**Aufgabe**
Gib den Abschnitt des Textauszugs von „Angeklagter will sich“ bis „Mann nicht erinnern.“ wortgetreu aus.

**Textauszug**
════════════════

Das Geständnis wird vom Anwalt des Angeklagten verlesen. Bis auf einen Punkt werden alle Vorwürfe der Staatsanwaltschaft eingeräumt. Dem folgen noch mehrere Entschuldigungen, etwa an einen Nachbarn und mehrere Polizisten, die der Angeklagte verletzt, beleidigt und in einem Fall bedroht hat.
Die meisten Punkte in der Anklageschrift betreffen Vorfälle zwischen dem Angeklagten und seiner Partnerin. Mehrfach kommt es zu Gewalt, die Frau erleidet unter anderem eine Schnittverletzung an der Nase.
Angeklagter will sich nicht an Schubser erinnern
Der einzige Anklagepunkt, der nicht zu Beginn der Verhandlung eingeräumt wird, betrifft den Vorwurf des räuberischen Diebstahls in Tateinheit mit versuchter Körperverletzung. Im vergangenen Oktober soll der Angeklagte versucht haben, Lebensmittel ohne zu bezahlen in einem Rucksack aus einem Konstanzer Discounter mitzunehmen. Im Anschluss soll es zu einer körperlichen Auseinandersetzung mit einem Mitarbeiter gekommen sein, den der Angeklagte gestoßen haben soll. Daran will sich der Mann nicht erinnern.
Der betroffene Zeuge schildert den Vorfall anders, der Angeklagte habe sich aggressiv verhalten. Es sei zu einem Handgemenge um den Rucksack gekommen, wobei der 53-Jährige den Zeugen gestoßen habe. Ein Polizist, der an diesem Abend zum Einsatzort fuhr, berichtet, dass der Angeklagte alkoholisiert gewesen sei. Ein Atemalkoholtest habe das bestätigt.
Bis zu diesem Punkt hat der Angeklagte lediglich wenige Worte gesprochen. Er sitzt ruhig da, die Unterarme übereinander vor sich auf den Tisch gelegt. Richter Klaiber will mehr über den Werdegang des Mannes erfahren. Der antwortet auf jede Frage, wenn auch nie mit mehr Worten als nötig.
Vor wenigen Jahren kam er nach Konstanz. Nach der Scheidung von seiner Frau habe er viel Alkohol getrunken, zum Schlafen habe er Tabletten gebraucht. Auf der Suche nach professioneller Hilfe wurde er im ZfP aufgenommen. Doch die Probleme nahmen zu, er habe hier noch mehr Alkohol getrunken, flaschenweise Wodka, sagt er. Eine Therapie schmiss er nach drei Monaten hin.

════════════════

**Datensatzinhalt**
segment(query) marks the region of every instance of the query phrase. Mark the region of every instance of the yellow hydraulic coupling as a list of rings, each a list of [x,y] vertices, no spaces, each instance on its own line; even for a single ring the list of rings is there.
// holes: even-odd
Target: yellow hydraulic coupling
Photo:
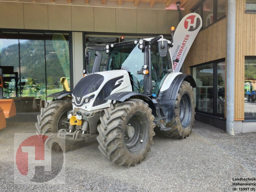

════════════════

**Lösung**
Angeklagter will sich nicht an Schubser erinnern
Der einzige Anklagepunkt, der nicht zu Beginn der Verhandlung eingeräumt wird, betrifft den Vorwurf des räuberischen Diebstahls in Tateinheit mit versuchter Körperverletzung. Im vergangenen Oktober soll der Angeklagte versucht haben, Lebensmittel ohne zu bezahlen in einem Rucksack aus einem Konstanzer Discounter mitzunehmen. Im Anschluss soll es zu einer körperlichen Auseinandersetzung mit einem Mitarbeiter gekommen sein, den der Angeklagte gestoßen haben soll. Daran will sich der Mann nicht erinnern.